With the material below, print exactly the lines between the line holding "[[727, 415], [192, 142]]" and the line holding "[[621, 111]]", inclusive. Add nothing else.

=== Information given ===
------------------------------------------------------------

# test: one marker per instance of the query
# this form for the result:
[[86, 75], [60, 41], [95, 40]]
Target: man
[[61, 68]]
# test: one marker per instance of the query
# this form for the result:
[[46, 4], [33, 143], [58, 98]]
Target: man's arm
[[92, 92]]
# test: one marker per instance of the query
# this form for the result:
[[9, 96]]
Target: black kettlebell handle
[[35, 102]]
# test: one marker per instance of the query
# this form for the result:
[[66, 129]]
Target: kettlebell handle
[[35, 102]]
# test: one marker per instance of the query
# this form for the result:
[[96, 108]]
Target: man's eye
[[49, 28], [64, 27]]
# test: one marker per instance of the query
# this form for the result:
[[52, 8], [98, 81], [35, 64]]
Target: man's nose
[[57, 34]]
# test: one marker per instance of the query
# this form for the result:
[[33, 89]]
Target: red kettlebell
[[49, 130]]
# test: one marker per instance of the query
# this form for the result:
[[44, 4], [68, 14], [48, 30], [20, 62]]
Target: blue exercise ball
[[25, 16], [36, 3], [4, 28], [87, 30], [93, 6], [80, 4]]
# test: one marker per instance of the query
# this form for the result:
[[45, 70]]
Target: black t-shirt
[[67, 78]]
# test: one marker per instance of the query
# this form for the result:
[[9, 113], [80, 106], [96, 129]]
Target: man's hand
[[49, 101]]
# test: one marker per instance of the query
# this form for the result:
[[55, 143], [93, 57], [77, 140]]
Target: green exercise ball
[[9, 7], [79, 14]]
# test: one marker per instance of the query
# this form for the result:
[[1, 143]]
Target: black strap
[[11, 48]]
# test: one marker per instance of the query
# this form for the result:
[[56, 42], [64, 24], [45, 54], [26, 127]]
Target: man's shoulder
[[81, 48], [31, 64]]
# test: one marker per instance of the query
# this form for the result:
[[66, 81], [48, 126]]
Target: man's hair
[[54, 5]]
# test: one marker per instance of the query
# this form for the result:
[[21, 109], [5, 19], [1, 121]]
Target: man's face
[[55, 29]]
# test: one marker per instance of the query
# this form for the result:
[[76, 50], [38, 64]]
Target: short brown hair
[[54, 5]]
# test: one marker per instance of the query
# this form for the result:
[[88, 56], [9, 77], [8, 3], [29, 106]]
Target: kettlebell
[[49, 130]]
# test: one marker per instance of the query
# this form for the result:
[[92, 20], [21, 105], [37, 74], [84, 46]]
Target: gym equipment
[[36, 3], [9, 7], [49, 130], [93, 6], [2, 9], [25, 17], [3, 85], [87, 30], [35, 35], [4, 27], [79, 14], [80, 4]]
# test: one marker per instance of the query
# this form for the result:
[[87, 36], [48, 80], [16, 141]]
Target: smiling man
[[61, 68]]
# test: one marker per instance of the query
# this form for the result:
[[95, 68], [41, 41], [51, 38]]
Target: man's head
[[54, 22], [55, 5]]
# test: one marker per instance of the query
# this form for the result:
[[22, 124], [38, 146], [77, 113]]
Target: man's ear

------------------------------------------------------------

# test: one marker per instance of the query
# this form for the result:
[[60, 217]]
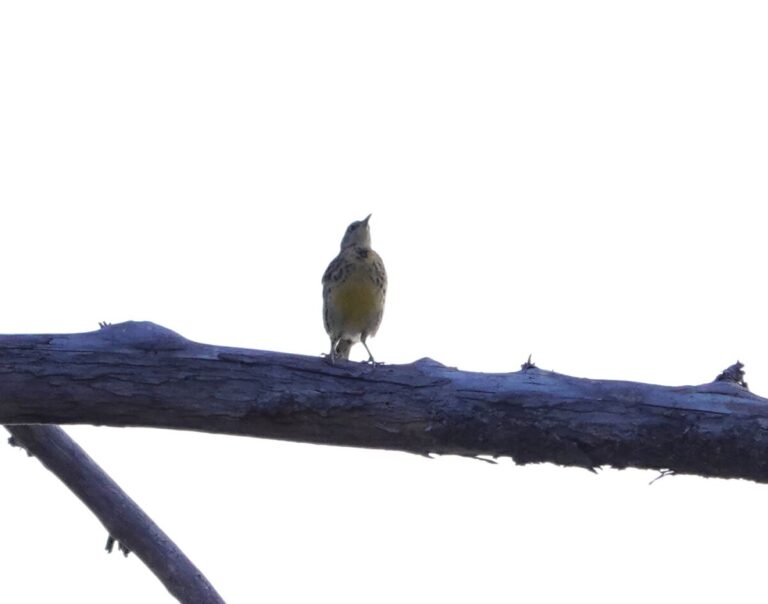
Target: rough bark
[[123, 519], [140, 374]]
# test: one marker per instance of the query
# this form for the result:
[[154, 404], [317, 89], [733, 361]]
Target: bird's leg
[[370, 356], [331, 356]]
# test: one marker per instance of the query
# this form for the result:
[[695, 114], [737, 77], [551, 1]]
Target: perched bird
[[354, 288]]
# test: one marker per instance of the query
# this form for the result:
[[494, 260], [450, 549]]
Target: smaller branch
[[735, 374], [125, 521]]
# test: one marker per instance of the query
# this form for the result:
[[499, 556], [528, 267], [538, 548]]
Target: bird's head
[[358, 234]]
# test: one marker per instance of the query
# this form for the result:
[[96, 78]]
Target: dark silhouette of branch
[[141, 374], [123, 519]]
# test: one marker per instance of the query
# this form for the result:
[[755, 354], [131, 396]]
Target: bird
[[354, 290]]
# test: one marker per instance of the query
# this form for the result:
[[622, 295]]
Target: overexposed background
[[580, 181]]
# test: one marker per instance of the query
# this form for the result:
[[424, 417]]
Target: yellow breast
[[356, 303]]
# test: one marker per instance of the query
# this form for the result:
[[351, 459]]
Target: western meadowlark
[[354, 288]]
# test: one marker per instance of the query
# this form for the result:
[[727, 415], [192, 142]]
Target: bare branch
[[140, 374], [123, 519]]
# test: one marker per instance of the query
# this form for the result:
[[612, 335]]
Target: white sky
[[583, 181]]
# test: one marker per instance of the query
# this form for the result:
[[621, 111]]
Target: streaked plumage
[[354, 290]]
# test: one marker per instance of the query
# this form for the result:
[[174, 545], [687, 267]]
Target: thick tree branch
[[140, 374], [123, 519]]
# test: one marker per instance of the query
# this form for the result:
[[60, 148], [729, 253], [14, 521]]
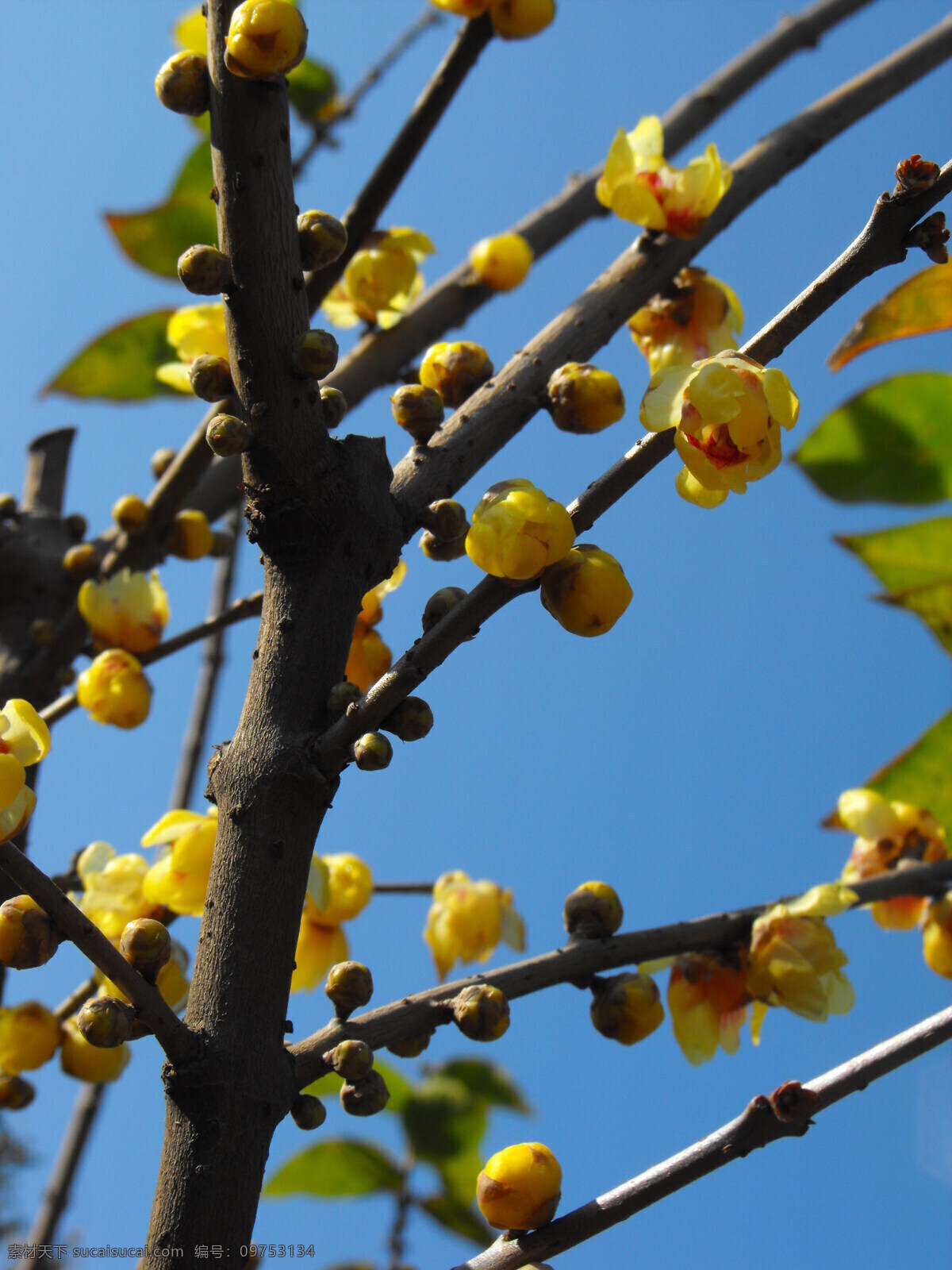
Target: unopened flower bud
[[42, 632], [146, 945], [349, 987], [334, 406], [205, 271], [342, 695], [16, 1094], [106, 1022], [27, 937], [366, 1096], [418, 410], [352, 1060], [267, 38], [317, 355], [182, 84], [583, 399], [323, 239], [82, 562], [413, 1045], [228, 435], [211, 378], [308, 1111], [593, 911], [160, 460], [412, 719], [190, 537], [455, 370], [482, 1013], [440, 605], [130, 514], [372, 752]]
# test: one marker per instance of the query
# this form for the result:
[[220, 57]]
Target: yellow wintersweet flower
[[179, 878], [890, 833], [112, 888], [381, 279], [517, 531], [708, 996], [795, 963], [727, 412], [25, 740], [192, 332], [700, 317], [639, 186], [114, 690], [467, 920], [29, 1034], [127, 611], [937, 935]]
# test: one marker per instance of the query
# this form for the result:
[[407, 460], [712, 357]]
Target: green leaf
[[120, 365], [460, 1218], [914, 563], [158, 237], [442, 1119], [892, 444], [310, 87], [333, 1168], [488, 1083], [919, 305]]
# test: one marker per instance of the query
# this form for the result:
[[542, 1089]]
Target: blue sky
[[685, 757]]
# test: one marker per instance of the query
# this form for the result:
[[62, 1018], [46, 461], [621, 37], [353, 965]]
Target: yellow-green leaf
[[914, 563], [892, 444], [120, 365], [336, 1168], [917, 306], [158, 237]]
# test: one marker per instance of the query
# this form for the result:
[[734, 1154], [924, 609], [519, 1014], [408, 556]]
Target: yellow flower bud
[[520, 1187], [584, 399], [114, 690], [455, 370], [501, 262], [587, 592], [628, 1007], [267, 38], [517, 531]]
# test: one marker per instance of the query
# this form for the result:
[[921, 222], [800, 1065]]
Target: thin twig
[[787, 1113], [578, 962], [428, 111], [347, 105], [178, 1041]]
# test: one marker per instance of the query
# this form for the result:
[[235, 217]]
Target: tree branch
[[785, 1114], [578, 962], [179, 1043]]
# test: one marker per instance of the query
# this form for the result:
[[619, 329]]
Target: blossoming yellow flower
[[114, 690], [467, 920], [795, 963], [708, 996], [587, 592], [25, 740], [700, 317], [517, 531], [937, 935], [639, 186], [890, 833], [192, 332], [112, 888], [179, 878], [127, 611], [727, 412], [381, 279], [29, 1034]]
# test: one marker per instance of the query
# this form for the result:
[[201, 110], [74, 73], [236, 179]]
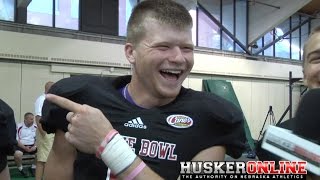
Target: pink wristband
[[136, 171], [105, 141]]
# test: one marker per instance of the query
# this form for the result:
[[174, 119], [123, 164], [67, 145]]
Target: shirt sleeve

------------------------------------------------------------

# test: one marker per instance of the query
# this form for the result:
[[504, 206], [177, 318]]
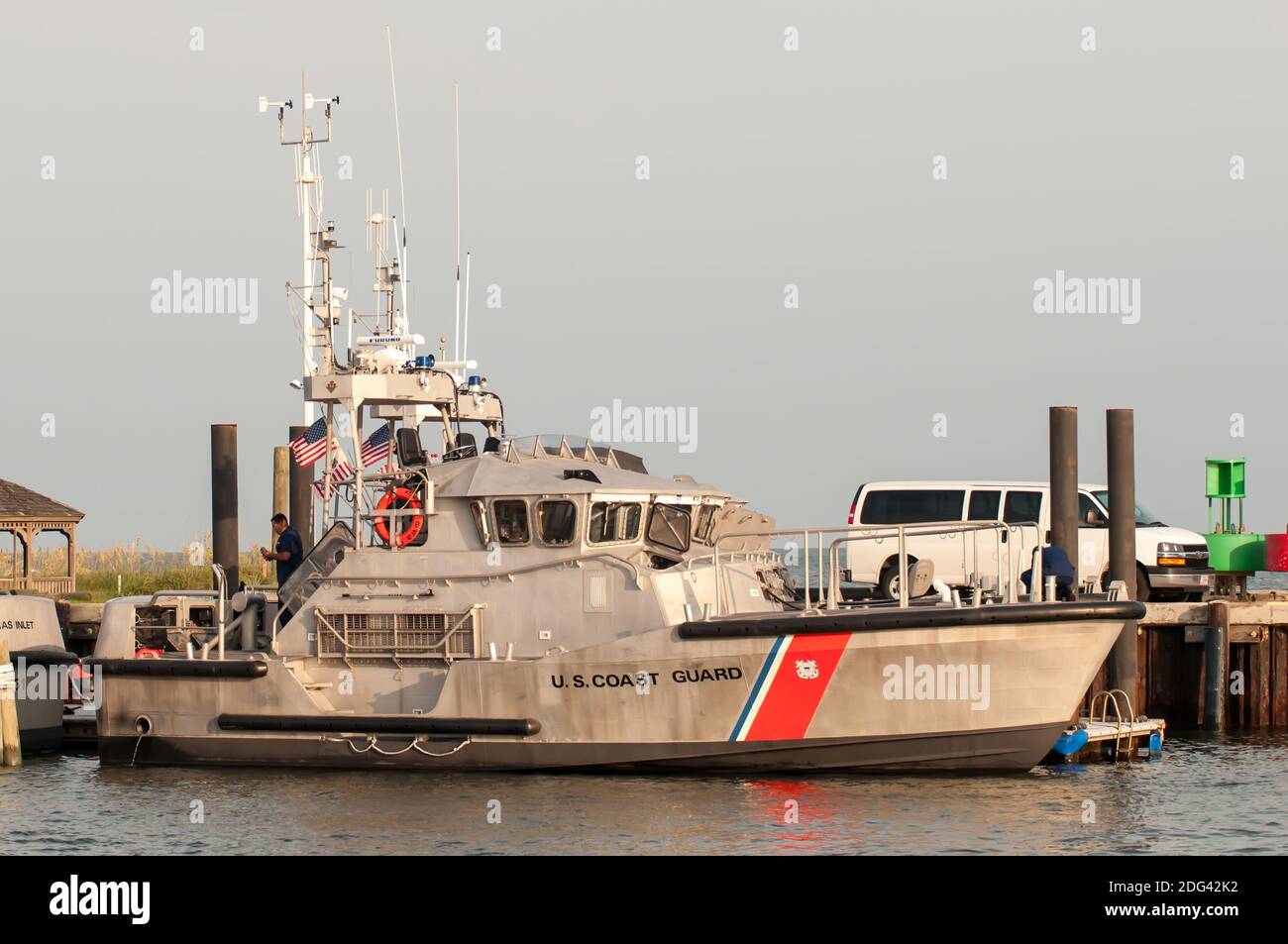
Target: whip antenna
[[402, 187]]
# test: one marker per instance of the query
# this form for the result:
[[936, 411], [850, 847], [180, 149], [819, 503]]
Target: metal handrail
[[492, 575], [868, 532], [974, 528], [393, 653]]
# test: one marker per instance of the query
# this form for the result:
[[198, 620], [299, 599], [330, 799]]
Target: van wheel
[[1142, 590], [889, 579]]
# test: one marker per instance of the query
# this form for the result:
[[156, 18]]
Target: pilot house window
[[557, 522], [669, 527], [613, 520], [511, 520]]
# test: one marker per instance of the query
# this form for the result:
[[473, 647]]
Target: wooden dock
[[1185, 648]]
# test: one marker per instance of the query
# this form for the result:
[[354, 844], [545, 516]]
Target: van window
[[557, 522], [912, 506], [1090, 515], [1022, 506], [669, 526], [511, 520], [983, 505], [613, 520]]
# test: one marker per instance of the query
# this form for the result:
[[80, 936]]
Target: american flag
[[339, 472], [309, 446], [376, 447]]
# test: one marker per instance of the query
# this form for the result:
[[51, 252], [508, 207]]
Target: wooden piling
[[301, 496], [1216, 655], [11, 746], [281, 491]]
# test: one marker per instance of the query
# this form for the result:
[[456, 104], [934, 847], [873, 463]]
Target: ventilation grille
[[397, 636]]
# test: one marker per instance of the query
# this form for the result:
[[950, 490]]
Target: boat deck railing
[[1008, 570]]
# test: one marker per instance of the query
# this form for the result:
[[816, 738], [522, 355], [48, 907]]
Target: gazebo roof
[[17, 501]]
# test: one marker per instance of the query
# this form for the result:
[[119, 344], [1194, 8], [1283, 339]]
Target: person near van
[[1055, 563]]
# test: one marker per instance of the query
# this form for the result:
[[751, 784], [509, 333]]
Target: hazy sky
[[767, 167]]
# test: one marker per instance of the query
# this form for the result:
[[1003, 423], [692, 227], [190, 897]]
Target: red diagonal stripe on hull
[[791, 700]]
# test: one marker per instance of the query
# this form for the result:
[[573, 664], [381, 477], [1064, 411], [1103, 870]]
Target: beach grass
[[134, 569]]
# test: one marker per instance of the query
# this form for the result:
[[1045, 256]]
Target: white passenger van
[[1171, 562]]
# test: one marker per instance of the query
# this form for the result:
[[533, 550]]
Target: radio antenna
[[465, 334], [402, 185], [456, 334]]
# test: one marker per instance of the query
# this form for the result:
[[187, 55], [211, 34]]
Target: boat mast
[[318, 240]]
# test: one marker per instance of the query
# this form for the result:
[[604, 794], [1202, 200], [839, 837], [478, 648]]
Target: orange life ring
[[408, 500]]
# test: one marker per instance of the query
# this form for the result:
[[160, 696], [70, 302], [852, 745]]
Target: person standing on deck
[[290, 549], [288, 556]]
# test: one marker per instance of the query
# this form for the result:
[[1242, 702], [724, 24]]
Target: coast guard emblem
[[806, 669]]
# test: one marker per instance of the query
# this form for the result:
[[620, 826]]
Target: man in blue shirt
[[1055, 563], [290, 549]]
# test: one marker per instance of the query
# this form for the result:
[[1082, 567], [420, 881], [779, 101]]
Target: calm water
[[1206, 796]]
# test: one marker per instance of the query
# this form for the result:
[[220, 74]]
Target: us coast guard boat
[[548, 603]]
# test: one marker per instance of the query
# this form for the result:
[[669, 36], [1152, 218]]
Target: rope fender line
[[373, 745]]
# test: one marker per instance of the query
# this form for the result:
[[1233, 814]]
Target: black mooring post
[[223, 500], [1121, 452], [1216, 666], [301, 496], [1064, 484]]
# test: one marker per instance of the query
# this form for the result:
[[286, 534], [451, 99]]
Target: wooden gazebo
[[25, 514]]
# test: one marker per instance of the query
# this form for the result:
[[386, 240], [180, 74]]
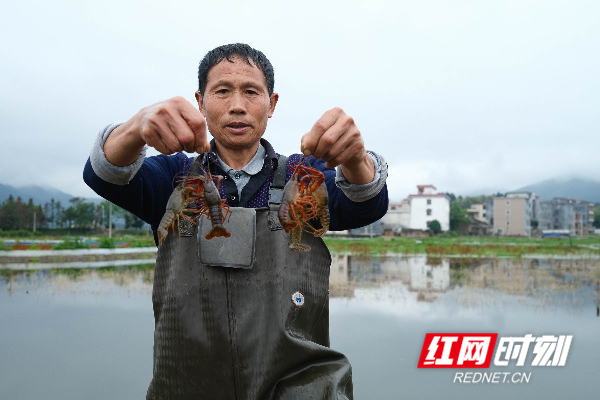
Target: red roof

------------------------------------------------------------

=== Written answer ===
[[727, 415], [192, 142]]
Target: bare branch
[[140, 374], [123, 519]]
# test: one marker per instance of the query
# this form for the result:
[[612, 335]]
Target: white sky
[[583, 181]]
# test: one marker per instance of the query
# this form for the result:
[[621, 111]]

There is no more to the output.